* **Given problem**: Repeat, exactly and completely, the material that follows. Omit the pictures.

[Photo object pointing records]
++++++++

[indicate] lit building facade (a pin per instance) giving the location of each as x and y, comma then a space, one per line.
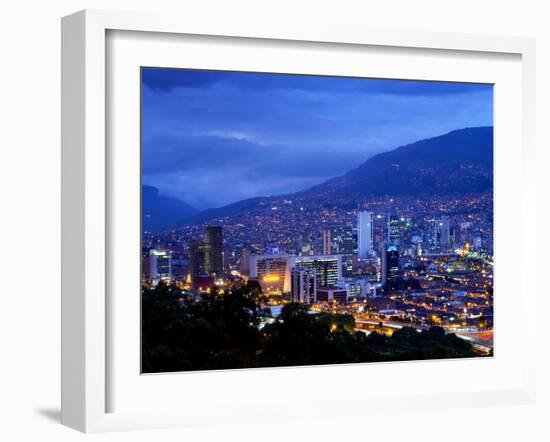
332, 294
272, 271
160, 262
213, 258
390, 263
394, 232
364, 233
328, 268
303, 284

++++++++

* **Output for this task**:
[indicate] lit building facade (a pin per instance) giving the location of each as x and y, comma then a space, one per line.
332, 294
272, 271
160, 262
213, 258
390, 263
394, 232
364, 233
328, 268
303, 284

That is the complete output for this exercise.